### GIVEN ENTRIES
_ _ _ _ _ _ _

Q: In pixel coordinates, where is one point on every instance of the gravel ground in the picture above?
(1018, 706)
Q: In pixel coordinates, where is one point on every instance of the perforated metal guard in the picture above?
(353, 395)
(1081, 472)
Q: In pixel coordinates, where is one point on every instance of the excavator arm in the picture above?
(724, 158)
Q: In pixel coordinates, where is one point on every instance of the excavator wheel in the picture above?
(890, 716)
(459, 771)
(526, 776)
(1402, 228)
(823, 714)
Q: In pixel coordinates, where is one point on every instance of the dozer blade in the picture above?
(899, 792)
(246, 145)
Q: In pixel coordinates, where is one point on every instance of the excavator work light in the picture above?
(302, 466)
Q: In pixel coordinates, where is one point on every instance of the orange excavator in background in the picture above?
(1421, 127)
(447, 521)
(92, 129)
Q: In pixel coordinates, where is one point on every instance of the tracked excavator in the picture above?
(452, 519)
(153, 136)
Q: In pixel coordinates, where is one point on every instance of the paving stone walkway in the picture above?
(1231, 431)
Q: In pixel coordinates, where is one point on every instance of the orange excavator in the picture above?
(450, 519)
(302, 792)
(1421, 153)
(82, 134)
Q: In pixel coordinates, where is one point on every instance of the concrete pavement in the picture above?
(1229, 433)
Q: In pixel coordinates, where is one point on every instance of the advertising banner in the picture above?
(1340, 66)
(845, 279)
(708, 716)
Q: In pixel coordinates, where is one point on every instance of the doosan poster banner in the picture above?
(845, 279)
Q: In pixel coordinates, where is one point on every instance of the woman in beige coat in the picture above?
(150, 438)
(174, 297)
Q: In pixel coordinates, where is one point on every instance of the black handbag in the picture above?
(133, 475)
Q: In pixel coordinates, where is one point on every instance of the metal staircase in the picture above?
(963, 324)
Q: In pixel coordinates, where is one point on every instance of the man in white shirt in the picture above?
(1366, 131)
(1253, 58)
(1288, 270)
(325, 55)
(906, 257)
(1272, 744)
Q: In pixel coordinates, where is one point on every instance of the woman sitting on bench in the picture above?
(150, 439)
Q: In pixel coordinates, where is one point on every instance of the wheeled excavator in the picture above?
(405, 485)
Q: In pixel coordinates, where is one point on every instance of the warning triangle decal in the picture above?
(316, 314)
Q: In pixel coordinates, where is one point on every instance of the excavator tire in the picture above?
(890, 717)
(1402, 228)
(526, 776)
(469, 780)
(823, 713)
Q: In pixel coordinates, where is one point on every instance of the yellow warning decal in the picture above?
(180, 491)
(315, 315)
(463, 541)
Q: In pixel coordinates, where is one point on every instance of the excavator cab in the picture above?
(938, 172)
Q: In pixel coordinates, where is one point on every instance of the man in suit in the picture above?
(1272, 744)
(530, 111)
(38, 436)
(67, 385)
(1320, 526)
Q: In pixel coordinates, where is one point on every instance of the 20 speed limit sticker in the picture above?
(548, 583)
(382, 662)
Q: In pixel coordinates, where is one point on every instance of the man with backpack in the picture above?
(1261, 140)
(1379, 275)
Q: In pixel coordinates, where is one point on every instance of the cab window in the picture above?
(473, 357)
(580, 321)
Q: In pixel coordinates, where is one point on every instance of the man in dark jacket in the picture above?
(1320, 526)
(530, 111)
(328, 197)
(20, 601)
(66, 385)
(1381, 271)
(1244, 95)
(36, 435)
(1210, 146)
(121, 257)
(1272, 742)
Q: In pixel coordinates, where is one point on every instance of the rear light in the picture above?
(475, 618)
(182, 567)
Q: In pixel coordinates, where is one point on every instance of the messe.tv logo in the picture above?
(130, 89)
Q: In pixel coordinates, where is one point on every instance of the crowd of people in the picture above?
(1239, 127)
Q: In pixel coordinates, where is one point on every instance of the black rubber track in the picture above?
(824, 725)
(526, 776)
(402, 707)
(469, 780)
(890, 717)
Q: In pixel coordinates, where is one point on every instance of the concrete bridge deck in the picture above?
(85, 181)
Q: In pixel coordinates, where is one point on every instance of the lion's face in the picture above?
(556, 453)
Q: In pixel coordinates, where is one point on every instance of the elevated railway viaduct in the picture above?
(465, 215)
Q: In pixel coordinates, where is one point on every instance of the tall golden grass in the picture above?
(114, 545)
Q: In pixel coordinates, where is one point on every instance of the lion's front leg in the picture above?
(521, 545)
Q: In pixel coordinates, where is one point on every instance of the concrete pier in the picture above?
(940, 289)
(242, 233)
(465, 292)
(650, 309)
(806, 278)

_ _ _ _ _ _ _

### WORK ORDER
Could you restate the listing above word for word, leaving nothing out?

### WRITTEN SOLUTION
Q: In pixel coordinates, where is one point on every instance of the gravel ground in the picture above?
(1018, 706)
Q: In pixel coordinates, where is one point on every instance of the perforated metal guard in the picture above?
(353, 395)
(1081, 472)
Q: In pixel coordinates, where is one point on every instance of the excavator arm in the picture above?
(724, 158)
Q: In pixel coordinates, where is one point on every instance of the excavator wheel in the picture above?
(890, 716)
(459, 771)
(526, 776)
(1402, 228)
(823, 714)
Q: In pixel coordinates, where is one point on every instance of the dozer blade in the picture above?
(899, 792)
(246, 145)
Q: In pixel coordinates, where is one point on every instance of the excavator work light in the picture above?
(302, 466)
Q: In pixel coordinates, where is one point on every instance of the orange excavator in background in the picture above?
(1421, 127)
(447, 521)
(92, 129)
Q: In pixel coordinates, where is one point on every instance of the tracked excavator in the picture above?
(452, 519)
(153, 136)
Q: In pixel coordinates, where is one point on every instance of the paving stone walkway in the picture above?
(1231, 431)
Q: In pixel coordinates, where is one point on every instance of the orange excavator in the picture above?
(450, 519)
(302, 792)
(1421, 153)
(82, 134)
Q: In pixel coordinates, where is one point on every instance of the concrete pavement in the picture above?
(1229, 433)
Q: In pixel coordinates, where is one point on every instance of the advertising banner in the picture above?
(1340, 66)
(845, 279)
(708, 716)
Q: In pixel coordinates, where is one point on every instance of the doosan poster banner in the picture above?
(845, 279)
Q: In pixel coordinates, where is one point on every instance of the woman in beige coat in the picture above?
(150, 438)
(174, 297)
Q: In pixel coordinates, where is one point on every instance of the black handbag in the picture above?
(133, 475)
Q: In pixel coordinates, where is one point on every instance of the metal staircase in the picture above?
(963, 324)
Q: In pixel coordinates, where is one point on every instance of the man in white shirt in the picture above?
(1366, 131)
(1253, 58)
(1288, 270)
(325, 55)
(906, 257)
(1272, 744)
Q: In pixel coordinates, where is one point on every instance of the woman sitting on bench in the picture above?
(150, 439)
Q: In pixel coordinates, where is one point on every instance of the wheeled excavator in the picture above?
(405, 485)
Q: In pixel coordinates, where is one point on every instance of the warning triangle decal in the picture above?
(316, 314)
Q: In pixel coordinates, where is one point on every instance of the excavator tire in the picture above?
(890, 717)
(1402, 228)
(526, 776)
(469, 780)
(823, 713)
Q: In pixel coordinates, where is one point on every instance of the yellow warning decal in the picture above?
(180, 491)
(315, 315)
(463, 541)
Q: In pixel coordinates, where is one point on every instance of the excavator cab in the picture above?
(938, 172)
Q: In pixel coordinates, where is one point on every instance of the man in suit in the picture above?
(1272, 744)
(530, 111)
(38, 436)
(67, 385)
(1320, 526)
Q: In pixel coordinates, where is one point on every instance of the 20 speed limit sticker in the picture above?
(548, 583)
(382, 662)
Q: In pixel coordinates, where is one point on every instance of the man with backpack in the picture above?
(1261, 140)
(1379, 275)
Q: In pixel coordinates, where is one point on every instance of the cab window in the picture above?
(473, 357)
(580, 321)
Q: In pixel coordinates, where is one point on every instance of the man in dark jacket in the picture above?
(1320, 526)
(530, 111)
(328, 197)
(20, 601)
(66, 385)
(1381, 271)
(1244, 95)
(36, 435)
(1210, 146)
(121, 257)
(1272, 742)
Q: In pixel coordinates, where is one point on every instance of the rear light in the picture above?
(475, 618)
(182, 567)
Q: In pixel coordinates, where is one point on every instance of the messe.tv logo in the picture above?
(130, 89)
Q: In pixel coordinates, where is one point on every instance of the crowd of people in the picture above?
(1239, 127)
Q: In pixel coordinates, where is one point on every instance of the black rubber track in the picture above?
(824, 725)
(526, 776)
(402, 707)
(469, 780)
(890, 717)
Q: In pixel coordinates, where is one point on every instance of the concrete bridge deck in the picture above?
(85, 181)
Q: In pixel coordinates, where is one point on every instance of the lion's face in the picture above?
(556, 453)
Q: In pixel coordinates, where is one point on every instance of the elevated railway viaduct in the picture above?
(465, 215)
Q: In pixel coordinates, where is one point on every instance of the tall golden grass in the picture above?
(114, 545)
Q: In pixel coordinates, where is one point on every instance of the lion's front leg in the picture above?
(521, 545)
Q: In pixel coordinates, where is one point on every instance of the concrete pier in the picture above?
(940, 289)
(242, 233)
(465, 292)
(650, 309)
(806, 278)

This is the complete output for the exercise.